**Exercise**:
Swap "white bus" for "silver bus" in the records from the first line through the line with "point(178, 75)", keeping everything else the same.

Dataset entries
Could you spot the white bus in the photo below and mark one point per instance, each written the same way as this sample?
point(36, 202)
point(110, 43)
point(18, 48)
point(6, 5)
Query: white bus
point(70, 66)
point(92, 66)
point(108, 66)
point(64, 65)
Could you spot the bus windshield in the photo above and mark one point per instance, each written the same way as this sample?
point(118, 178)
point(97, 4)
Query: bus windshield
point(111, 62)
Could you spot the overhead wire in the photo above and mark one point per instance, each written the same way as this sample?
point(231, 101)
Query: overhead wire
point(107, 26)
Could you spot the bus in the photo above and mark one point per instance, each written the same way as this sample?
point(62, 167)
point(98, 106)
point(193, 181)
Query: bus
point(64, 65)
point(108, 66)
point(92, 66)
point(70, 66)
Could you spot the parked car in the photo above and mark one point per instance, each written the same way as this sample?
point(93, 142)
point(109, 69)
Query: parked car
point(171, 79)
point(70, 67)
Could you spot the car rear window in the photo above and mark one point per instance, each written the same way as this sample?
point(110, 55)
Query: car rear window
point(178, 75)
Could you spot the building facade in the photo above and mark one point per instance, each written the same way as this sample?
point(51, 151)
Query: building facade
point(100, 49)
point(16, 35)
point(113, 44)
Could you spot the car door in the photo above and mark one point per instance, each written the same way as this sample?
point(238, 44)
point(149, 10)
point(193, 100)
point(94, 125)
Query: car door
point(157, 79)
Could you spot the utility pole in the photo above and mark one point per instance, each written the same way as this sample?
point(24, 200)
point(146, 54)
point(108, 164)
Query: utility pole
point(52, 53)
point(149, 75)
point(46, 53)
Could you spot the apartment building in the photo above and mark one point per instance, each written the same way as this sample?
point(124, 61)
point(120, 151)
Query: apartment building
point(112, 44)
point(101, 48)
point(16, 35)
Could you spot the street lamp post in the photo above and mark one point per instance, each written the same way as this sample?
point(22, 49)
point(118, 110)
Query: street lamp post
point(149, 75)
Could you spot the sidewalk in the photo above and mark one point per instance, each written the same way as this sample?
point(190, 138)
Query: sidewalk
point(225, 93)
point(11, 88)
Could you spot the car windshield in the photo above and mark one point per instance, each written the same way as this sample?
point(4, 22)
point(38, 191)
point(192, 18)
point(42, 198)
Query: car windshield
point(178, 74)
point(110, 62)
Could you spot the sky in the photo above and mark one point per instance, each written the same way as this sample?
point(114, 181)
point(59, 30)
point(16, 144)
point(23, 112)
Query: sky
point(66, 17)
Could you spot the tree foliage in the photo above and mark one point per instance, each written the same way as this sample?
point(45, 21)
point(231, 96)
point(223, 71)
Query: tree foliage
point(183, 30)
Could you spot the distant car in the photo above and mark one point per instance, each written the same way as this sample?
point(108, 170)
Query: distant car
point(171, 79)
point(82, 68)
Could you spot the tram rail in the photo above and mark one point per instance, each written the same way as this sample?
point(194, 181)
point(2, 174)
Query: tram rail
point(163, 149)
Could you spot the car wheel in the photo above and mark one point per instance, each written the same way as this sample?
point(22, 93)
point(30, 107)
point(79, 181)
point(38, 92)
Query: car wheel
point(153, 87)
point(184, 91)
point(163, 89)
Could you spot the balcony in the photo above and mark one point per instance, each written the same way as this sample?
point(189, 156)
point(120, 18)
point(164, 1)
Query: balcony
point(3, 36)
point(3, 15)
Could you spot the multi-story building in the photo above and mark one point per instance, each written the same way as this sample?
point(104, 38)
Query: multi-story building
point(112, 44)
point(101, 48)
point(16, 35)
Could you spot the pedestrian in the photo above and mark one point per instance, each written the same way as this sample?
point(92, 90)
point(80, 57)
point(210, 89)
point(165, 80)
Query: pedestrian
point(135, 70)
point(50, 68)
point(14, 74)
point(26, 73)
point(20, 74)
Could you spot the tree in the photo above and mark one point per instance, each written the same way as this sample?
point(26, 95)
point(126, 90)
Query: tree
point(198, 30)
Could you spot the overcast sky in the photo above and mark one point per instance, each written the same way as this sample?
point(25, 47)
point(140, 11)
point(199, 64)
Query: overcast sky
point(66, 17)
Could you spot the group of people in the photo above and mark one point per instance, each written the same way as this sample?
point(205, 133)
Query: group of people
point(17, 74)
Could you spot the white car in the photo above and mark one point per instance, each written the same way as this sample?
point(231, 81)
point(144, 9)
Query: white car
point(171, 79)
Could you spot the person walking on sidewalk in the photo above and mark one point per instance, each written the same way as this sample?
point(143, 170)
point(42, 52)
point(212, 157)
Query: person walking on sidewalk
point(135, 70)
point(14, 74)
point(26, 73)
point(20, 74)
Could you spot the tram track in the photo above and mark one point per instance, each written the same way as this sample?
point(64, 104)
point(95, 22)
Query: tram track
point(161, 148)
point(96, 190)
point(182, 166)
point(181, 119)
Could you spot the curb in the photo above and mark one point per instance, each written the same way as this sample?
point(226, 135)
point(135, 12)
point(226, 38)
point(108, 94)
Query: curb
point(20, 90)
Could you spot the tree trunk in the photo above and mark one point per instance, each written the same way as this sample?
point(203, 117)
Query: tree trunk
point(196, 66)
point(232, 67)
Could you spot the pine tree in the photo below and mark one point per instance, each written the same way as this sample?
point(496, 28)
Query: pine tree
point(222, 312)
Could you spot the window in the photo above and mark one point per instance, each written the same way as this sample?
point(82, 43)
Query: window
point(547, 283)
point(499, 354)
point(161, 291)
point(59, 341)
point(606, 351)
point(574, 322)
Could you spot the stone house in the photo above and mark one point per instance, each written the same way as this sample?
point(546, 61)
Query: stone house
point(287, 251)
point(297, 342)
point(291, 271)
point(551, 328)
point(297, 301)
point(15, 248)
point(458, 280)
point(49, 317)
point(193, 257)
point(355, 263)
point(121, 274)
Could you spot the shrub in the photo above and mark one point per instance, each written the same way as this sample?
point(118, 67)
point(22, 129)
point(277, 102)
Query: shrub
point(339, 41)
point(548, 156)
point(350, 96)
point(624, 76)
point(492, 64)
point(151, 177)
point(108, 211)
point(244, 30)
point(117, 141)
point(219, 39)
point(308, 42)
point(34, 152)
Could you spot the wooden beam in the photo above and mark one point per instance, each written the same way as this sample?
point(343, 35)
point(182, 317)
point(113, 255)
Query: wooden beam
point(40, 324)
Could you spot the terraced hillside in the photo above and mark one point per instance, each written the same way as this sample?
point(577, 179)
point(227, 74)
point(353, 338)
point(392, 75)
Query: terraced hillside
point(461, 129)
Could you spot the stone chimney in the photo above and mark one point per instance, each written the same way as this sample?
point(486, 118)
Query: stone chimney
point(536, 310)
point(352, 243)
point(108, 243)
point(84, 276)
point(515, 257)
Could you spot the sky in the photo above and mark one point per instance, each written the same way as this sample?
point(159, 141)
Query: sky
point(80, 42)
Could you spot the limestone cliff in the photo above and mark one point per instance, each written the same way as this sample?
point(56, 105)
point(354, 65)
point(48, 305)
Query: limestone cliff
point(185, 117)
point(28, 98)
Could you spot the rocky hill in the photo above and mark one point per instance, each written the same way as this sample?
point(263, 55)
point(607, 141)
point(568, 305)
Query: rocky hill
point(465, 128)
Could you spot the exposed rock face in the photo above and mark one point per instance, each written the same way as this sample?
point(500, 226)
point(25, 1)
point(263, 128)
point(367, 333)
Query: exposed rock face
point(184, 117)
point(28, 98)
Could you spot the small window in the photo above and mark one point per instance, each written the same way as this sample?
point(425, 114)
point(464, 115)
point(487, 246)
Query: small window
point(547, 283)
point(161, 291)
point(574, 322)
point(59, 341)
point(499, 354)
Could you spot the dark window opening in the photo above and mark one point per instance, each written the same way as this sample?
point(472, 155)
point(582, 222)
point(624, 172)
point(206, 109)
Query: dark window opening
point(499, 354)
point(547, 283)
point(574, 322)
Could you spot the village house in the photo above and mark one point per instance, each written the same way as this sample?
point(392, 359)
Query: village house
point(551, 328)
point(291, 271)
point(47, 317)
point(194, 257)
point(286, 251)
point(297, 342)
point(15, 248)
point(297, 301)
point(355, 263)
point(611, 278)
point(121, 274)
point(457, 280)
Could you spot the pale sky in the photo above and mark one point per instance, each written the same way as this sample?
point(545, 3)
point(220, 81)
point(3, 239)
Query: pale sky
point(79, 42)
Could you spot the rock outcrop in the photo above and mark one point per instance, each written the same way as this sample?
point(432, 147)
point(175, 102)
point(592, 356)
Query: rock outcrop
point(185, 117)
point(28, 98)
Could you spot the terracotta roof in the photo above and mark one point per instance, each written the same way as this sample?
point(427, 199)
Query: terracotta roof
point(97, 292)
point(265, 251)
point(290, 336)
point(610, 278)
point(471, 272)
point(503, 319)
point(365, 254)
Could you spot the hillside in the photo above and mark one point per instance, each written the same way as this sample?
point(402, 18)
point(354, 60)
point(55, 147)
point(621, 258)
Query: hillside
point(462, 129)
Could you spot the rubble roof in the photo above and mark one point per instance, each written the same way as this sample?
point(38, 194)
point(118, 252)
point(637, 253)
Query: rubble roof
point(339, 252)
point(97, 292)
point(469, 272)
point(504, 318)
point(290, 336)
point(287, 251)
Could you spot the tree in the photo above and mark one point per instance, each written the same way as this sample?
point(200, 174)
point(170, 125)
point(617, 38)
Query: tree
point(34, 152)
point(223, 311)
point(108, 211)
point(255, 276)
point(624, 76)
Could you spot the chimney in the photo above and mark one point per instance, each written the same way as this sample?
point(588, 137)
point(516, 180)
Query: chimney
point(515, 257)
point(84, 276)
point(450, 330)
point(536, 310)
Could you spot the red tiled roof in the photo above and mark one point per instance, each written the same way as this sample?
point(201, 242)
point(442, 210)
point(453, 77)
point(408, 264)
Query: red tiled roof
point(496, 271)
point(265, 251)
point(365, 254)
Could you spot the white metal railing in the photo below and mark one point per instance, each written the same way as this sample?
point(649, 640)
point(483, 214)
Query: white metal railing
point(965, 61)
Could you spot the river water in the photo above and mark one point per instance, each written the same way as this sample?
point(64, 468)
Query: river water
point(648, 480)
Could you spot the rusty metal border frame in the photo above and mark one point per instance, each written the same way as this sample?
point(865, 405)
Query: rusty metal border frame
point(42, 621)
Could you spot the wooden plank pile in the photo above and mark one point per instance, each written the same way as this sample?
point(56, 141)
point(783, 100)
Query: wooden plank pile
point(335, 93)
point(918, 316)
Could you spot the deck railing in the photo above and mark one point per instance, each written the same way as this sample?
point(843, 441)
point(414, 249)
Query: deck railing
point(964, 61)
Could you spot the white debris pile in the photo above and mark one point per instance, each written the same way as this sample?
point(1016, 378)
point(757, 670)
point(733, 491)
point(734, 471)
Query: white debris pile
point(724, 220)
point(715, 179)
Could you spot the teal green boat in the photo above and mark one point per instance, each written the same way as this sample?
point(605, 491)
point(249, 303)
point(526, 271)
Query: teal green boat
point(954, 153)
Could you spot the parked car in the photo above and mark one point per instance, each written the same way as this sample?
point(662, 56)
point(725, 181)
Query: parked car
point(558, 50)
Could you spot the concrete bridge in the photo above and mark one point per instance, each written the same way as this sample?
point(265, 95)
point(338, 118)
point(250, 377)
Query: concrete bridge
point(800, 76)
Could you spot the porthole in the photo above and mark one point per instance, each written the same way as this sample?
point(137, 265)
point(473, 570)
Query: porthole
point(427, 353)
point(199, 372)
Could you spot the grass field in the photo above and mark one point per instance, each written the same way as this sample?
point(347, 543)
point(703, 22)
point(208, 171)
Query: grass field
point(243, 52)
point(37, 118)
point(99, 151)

**Reply to the exercise**:
Could you spot the silver bus in the photo below and mark one point per instance, each written the same way as this sample?
point(36, 202)
point(110, 43)
point(18, 48)
point(6, 5)
Query: silver bus
point(70, 66)
point(92, 66)
point(108, 66)
point(64, 65)
Could you spot the bus windshield in the photo above and mark one point per instance, each written the same way as this sample?
point(118, 178)
point(97, 4)
Query: bus windshield
point(111, 62)
Could you spot the overhead wire in the photo above and mark one point per instance, each written the same way as this sample?
point(231, 101)
Query: overhead wire
point(107, 26)
Could you spot the bus in the photo above and mark one point per instance, each written the same way as this sample?
point(62, 167)
point(98, 106)
point(193, 181)
Query: bus
point(64, 65)
point(108, 66)
point(92, 66)
point(70, 66)
Could you spot the parked car in the photo above and mark one point per instance, each written the same way as this sample?
point(93, 142)
point(109, 69)
Query: parked car
point(171, 79)
point(70, 67)
Could you spot the car rear window in the photo above and mark one point per instance, each written the same way as this sample?
point(110, 55)
Query: car rear window
point(178, 75)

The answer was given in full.